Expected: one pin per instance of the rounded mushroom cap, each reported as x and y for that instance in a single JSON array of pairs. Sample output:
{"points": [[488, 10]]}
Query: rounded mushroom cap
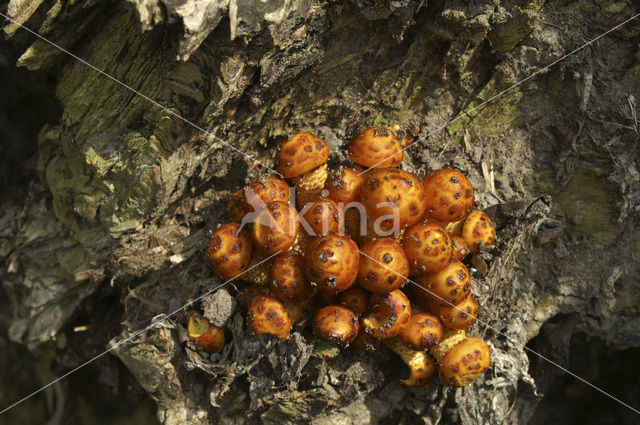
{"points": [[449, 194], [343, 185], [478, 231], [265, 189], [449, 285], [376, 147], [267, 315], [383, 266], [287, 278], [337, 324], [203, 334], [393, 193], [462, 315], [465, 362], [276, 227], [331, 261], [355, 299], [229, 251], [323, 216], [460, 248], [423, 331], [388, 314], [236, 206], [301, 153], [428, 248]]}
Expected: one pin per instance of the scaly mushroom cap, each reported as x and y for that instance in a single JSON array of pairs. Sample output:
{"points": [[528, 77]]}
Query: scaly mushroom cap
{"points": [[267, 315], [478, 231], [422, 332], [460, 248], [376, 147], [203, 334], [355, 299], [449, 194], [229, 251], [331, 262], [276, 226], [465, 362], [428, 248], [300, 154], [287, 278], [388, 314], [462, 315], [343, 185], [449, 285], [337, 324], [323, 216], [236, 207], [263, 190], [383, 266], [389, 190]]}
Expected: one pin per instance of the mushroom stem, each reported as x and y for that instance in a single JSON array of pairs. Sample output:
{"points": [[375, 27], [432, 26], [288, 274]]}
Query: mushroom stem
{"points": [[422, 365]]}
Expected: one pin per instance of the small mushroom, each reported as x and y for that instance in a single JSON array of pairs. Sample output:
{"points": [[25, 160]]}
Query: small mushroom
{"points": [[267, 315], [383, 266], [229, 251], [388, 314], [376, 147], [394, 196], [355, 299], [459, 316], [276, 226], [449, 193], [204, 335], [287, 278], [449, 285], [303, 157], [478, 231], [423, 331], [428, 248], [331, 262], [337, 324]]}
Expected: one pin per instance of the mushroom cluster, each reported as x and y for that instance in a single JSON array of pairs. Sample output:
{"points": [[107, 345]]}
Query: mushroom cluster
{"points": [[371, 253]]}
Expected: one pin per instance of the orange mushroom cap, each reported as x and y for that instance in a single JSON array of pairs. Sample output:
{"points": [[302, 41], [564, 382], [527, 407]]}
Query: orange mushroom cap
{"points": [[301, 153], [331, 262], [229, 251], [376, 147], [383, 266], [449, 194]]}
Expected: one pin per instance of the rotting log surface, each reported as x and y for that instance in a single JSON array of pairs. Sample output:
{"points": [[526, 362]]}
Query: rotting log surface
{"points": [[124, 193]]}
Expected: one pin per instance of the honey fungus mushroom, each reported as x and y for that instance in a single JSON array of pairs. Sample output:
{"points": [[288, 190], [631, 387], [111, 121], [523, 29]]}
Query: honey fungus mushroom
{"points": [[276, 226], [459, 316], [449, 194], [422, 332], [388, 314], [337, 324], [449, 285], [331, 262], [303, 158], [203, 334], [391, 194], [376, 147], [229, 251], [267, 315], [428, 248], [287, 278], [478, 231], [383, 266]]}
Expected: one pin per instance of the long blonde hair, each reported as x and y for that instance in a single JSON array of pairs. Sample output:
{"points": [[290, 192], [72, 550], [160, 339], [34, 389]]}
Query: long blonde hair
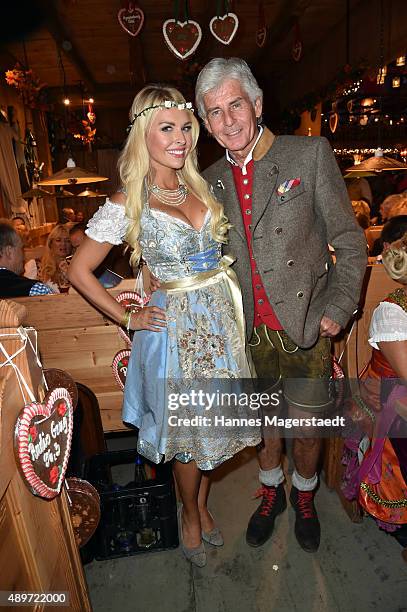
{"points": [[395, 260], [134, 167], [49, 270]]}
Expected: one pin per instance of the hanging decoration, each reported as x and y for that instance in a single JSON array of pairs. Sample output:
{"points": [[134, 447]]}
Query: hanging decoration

**SHORT PROBLEM**
Could you copy out all of the lines above word for word, leaving out the pictures?

**TASK RESPONSE**
Expected: one pin per instance of the rounded mushroom cap, each reported as x and y for that instance in a single JSON array of pairs. Sample output:
{"points": [[488, 10]]}
Query: rounded mushroom cap
{"points": [[449, 194], [343, 185], [478, 231], [265, 189], [449, 285], [376, 147], [267, 315], [383, 266], [287, 278], [337, 324], [203, 334], [393, 193], [462, 315], [465, 362], [276, 227], [331, 261], [355, 299], [229, 251], [323, 216], [460, 248], [423, 331], [388, 314], [236, 206], [301, 153], [428, 248]]}
Expected: one pin per instance of the scaly mushroom cap, each reported as x and y for that instance in a single JSON array of pairs. Sample output:
{"points": [[528, 77]]}
Query: scaly mushroom cap
{"points": [[267, 315], [478, 231], [422, 332], [460, 248], [376, 147], [203, 334], [355, 299], [449, 194], [229, 251], [331, 262], [276, 226], [465, 362], [428, 248], [300, 154], [287, 278], [388, 314], [462, 315], [343, 185], [449, 285], [337, 324], [323, 216], [236, 207], [263, 190], [383, 266], [389, 190]]}
Expected: one pin per instance of the mushroom stem, each reported as x and y for that instance in a single JSON array of pairs. Sample output:
{"points": [[375, 27], [432, 26], [288, 274]]}
Query: mushroom stem
{"points": [[422, 365]]}
Expected: one pin per instance of the small mushroom, each reported as x and y for that instance in a single JSON array of pairs. Sample output:
{"points": [[25, 160]]}
Query: small mushroom
{"points": [[267, 315], [383, 266], [229, 251], [388, 314], [376, 147], [394, 196], [355, 299], [459, 316], [276, 226], [449, 193], [204, 335], [287, 278], [449, 285], [303, 157], [478, 231], [423, 331], [428, 248], [331, 262], [337, 324]]}
Expected: one pin per instance of the mushroom cluster, each reported as x and y for that instance in a single JSON array of pairs. Sample output:
{"points": [[107, 345]]}
Query: mushroom cluster
{"points": [[371, 253]]}
Expected: one pin per instance of the orange mushroom cap, each reported as x and y for that instance in a single JSON array of pairs. Sample output:
{"points": [[302, 41], [564, 382], [527, 407]]}
Query: orange mushroom cap
{"points": [[301, 153], [331, 262], [229, 251], [376, 147], [383, 266], [449, 194]]}
Expected: one pin per instance of the rotting log surface, each reported as x and y for that instance in a single JSON array of pairs. Sample output:
{"points": [[526, 362]]}
Query: rotting log surface
{"points": [[124, 193]]}
Expected: one pin per instance of the honey fungus mushroom, each reported as x and y for that instance in a single JSON array of pairs. Sample output:
{"points": [[288, 190], [631, 387], [111, 121], [523, 29]]}
Query: honey fungus mushroom
{"points": [[276, 226], [459, 316], [449, 194], [422, 332], [388, 314], [337, 324], [449, 285], [331, 262], [303, 158], [203, 334], [391, 194], [376, 147], [229, 251], [267, 315], [428, 248], [287, 278], [478, 231], [383, 266]]}
Expected: one pin per instance of the long blonde hair, each reported as x and y for that instance in a single JSON array of pairs. Sample output:
{"points": [[290, 192], [72, 550], [160, 339], [34, 389]]}
Query: long blonde hair
{"points": [[395, 260], [134, 167], [49, 270]]}
Expected: one pin per instance of the hanging decoration, each reported as x and y for that instance in a single JSON array of pairs. Sample output:
{"points": [[134, 447]]}
Query: hanging decoration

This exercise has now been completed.